* _TASK DESCRIPTION_: Word for word, return the lines from the start of the entries below through the line that has "TARGET = stone archway building".

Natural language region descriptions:
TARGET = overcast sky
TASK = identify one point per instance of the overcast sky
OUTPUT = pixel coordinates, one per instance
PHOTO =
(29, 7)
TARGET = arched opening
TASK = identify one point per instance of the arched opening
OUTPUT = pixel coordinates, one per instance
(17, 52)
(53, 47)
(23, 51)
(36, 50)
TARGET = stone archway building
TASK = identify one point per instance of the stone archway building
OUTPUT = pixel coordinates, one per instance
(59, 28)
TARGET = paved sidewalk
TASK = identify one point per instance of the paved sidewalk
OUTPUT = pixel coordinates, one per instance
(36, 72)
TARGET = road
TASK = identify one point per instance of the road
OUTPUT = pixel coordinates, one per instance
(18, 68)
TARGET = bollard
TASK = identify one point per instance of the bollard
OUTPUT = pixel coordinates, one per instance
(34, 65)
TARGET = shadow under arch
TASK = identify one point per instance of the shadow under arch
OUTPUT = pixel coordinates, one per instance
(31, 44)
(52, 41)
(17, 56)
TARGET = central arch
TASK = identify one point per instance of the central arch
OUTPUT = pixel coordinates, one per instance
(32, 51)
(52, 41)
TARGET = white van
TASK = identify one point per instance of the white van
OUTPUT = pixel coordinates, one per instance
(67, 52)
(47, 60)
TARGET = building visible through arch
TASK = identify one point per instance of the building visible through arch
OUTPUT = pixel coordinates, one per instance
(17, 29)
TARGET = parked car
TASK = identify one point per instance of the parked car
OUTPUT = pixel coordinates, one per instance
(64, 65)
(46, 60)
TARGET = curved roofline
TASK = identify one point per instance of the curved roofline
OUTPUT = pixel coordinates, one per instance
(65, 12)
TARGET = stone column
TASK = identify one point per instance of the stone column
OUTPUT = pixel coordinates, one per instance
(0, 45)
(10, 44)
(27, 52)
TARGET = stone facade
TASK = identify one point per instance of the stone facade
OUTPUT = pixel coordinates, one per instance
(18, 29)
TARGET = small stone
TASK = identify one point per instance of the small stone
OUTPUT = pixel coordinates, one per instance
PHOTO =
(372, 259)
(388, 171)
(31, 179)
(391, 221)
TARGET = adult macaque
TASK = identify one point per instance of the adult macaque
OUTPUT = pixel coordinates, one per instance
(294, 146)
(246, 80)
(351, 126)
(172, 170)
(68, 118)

* _PROBLEM SOLUTION_:
TARGET = overcast sky
TASK = identify one point per instance of the overcast sky
OUTPUT = pixel coordinates, one per instance
PHOTO =
(29, 7)
TARGET = arched opening
TASK = identify one point per instance of the arched opening
OUTPUT = pixel coordinates, one per instance
(17, 52)
(53, 47)
(23, 51)
(36, 50)
TARGET = stone archway building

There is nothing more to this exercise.